--- Source extract ---
Forever Is Now is a contemporary art exhibition that brings together the work of artists from all over the world for a one-of-a-kind opportunity to contemplate the wonders of an ancient civilisation through the eyes of today’s artists’ interests and passions. The exhibition, which is based in the 4500-year-old UNESCO World Heritage site of the Pyramids of Giza and the adjacent plateau, explores time as a continuum that both divides and connects civilisations. The contrast of cherished cultural history with a broad array of modern art practices is intended to trace the continuity of ideas from the legendary past to the vibrant present, and to be inspired for humanity’s future.
Art D’Égypte has spread the artworks across the Giza Plateau’s path, with every consideration for the protection of the heritage site. The land is protected by a layer of sand and tarpaulin which ensure the artworks don’t touch or disturb the grounds of the heritage site. Art D’Égypte also works closely with UNESCO to support and raise awareness of public-school children of how to protect heritage sites.
Here’s a tour through the exhibition.
MOATAZ NASR
BARZAKH, 2021. Wood and metal, 14 m x 4 m

Not built to navigate earthly waters, the sun boat, or solar barque, was carefully constructed to carry the soul of the pharaoh and the justified through to the heavens. It was the vessel gliding between two worlds, able to pass through the liminal space dividing, yet connecting two modes of existence. The barque took the human soul into the realm of the gods through the same divide the gods themselves use to travel back and forth from the world of the living. This oneness between two realms, divided, yet connected through a liminal space, is not dissimilar from what Ibn Arabi would later describe as the barzakh. The barzakh, or the divide, is a mental construct, an intangible entity that is understood but not witnessed, known but not realized. It is a presence between two platforms that resides intellectually, not physically, pertaining to its unique nature.
---
Problem 1 >> List every number that appears in the exhibition text.
Problem 2 >> In the records, copy word for word the part that opens with the line containing "Batch job #47 — class: blue shorts." and closes with the line containing "266;92;323;126", including both of those lines.
--- Data listing ---
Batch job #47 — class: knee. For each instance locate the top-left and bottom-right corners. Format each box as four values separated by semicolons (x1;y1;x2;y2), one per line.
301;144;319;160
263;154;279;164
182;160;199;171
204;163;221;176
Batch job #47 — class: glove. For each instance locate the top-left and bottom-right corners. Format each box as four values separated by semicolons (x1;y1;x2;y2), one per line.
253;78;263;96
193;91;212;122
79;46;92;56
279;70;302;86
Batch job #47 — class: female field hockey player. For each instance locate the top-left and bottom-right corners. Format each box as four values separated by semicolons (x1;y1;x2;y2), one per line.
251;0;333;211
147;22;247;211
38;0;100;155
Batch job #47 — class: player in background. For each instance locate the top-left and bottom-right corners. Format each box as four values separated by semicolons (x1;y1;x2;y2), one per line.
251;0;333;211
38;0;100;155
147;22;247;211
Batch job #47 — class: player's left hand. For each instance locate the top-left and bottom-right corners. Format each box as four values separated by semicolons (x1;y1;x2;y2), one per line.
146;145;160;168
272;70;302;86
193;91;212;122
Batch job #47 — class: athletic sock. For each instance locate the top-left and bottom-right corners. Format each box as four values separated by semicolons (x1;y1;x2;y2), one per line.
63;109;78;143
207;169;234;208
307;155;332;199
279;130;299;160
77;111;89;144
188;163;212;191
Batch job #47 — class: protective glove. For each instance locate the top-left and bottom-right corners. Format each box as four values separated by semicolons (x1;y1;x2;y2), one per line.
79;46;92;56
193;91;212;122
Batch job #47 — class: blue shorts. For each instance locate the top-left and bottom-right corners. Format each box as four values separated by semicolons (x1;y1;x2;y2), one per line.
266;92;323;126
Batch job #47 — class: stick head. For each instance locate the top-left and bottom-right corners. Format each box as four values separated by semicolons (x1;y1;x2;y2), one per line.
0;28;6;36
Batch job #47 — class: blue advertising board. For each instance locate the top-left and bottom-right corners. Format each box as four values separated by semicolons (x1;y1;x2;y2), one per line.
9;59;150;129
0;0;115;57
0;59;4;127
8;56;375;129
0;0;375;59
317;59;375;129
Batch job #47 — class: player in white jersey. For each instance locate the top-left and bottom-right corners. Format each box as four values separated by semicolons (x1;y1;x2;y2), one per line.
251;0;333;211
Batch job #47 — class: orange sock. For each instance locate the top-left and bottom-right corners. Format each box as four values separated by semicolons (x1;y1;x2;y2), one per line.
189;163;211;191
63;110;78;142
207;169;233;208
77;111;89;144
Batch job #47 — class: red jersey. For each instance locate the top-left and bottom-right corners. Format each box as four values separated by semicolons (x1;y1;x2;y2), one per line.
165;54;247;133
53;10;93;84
---
Finished answer 1 >> 4500, 2021, 14, 4

Finished answer 2 >>
Batch job #47 — class: blue shorts. For each instance locate the top-left and bottom-right corners. Format each box as four values separated by semicolons (x1;y1;x2;y2), one per line.
266;92;323;126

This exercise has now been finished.